• Data to process:
[Start of Attachment]

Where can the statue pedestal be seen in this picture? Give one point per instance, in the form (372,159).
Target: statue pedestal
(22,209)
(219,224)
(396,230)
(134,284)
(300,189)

[End of Attachment]

All of the listing above should be restated word for word.

• Written solution:
Where can the statue pedestal be seen in this picture? Give one point per instance, in the form (372,159).
Target: statue pedestal
(22,209)
(219,224)
(396,230)
(134,284)
(300,189)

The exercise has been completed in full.